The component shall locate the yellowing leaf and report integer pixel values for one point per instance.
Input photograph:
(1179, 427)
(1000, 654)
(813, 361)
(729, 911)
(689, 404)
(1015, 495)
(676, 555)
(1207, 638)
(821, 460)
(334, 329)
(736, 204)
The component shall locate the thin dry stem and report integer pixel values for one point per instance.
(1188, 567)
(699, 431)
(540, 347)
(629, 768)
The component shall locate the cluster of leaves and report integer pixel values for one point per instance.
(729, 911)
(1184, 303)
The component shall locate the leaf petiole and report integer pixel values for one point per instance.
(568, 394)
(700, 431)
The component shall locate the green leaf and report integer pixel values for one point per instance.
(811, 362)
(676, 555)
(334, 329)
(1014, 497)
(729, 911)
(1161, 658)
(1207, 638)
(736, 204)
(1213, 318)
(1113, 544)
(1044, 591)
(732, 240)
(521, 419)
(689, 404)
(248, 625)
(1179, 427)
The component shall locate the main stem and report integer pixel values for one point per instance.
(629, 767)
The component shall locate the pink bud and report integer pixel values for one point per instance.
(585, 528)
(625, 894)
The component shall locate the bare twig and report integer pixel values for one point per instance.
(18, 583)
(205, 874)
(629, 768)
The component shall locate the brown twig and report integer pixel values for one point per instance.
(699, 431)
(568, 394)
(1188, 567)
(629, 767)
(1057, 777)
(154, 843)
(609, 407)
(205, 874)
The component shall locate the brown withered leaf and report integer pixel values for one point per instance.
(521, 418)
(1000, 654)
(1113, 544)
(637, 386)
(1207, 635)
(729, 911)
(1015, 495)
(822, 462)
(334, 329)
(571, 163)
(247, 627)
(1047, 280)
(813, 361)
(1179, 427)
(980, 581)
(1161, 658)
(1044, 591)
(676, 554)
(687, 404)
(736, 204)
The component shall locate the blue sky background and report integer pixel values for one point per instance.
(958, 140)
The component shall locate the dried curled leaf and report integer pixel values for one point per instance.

◆ **Exercise prompt**: Produce verbatim the lines starting at the one with "The component shall locate the brown withered" and ending at the last line of the material, both ends included. Add no other line.

◆ **Reply to the exercise**:
The component shall locate the brown withered leaf and report integer pixel values for one point per instance.
(521, 418)
(1000, 654)
(1113, 544)
(637, 386)
(1207, 635)
(729, 911)
(1015, 495)
(822, 462)
(334, 329)
(571, 163)
(247, 627)
(1047, 280)
(813, 361)
(1179, 427)
(980, 581)
(1161, 658)
(1044, 591)
(676, 554)
(687, 404)
(736, 204)
The component shall locate the blue sky background and report integer pixel values for one point per instance.
(958, 140)
The component shall locate the dried curled leaf and report integer pixel values for one point per instance.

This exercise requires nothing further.